◆ Do this: Copy out the listing below word for word, leaving out the pictures.

======== Source material

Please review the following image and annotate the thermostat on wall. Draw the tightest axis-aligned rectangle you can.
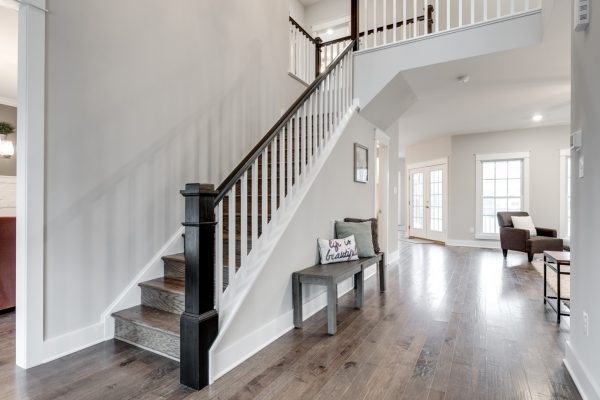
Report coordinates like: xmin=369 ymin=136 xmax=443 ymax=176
xmin=571 ymin=131 xmax=582 ymax=151
xmin=573 ymin=0 xmax=590 ymax=31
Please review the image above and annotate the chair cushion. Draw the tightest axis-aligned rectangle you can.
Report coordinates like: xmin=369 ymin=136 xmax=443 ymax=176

================

◆ Correct result:
Please review the following image and annotate the thermostat on wall. Draw the tightest axis-aligned rectangle you can.
Report coordinates like: xmin=369 ymin=136 xmax=443 ymax=176
xmin=571 ymin=131 xmax=582 ymax=151
xmin=573 ymin=0 xmax=590 ymax=31
Please review the image above and annotate the chair cushion. Draw the tightest axis-aligned rectangle you can.
Report coordinates like: xmin=369 ymin=136 xmax=443 ymax=176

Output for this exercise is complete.